::: INFORMATION SUPPLIED :::

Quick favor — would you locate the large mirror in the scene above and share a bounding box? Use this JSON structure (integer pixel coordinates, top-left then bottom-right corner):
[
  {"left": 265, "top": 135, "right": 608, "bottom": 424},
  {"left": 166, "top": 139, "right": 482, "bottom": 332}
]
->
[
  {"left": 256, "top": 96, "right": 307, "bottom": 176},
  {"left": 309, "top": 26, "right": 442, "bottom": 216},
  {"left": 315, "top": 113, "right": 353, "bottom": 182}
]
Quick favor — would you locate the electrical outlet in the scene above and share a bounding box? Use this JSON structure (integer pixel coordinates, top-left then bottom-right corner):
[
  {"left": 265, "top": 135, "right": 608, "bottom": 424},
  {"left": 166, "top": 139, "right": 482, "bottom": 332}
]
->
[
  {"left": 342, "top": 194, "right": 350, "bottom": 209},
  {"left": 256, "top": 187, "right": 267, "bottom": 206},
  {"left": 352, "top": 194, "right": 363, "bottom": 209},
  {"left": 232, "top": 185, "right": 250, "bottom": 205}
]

:::

ACTIVITY:
Every record needs to be written out again, exactly as it was given.

EXPECTED OUTPUT:
Quick favor — would you locate the large mirror in the scene above and share a bounding box? Use this JSON structure (integer pixel coordinates, top-left then bottom-right corner):
[
  {"left": 265, "top": 135, "right": 608, "bottom": 424},
  {"left": 166, "top": 139, "right": 482, "bottom": 332}
]
->
[
  {"left": 256, "top": 96, "right": 307, "bottom": 176},
  {"left": 309, "top": 26, "right": 442, "bottom": 216},
  {"left": 315, "top": 113, "right": 353, "bottom": 182}
]
Quick favor — would you locate the electrical outlet in the scene above and share a bounding box? Use this JSON structure (integer pixel coordinates, top-left then bottom-right corner):
[
  {"left": 265, "top": 135, "right": 608, "bottom": 424},
  {"left": 166, "top": 139, "right": 482, "bottom": 332}
]
->
[
  {"left": 342, "top": 194, "right": 350, "bottom": 209},
  {"left": 256, "top": 187, "right": 267, "bottom": 206},
  {"left": 352, "top": 194, "right": 363, "bottom": 209},
  {"left": 232, "top": 185, "right": 250, "bottom": 205}
]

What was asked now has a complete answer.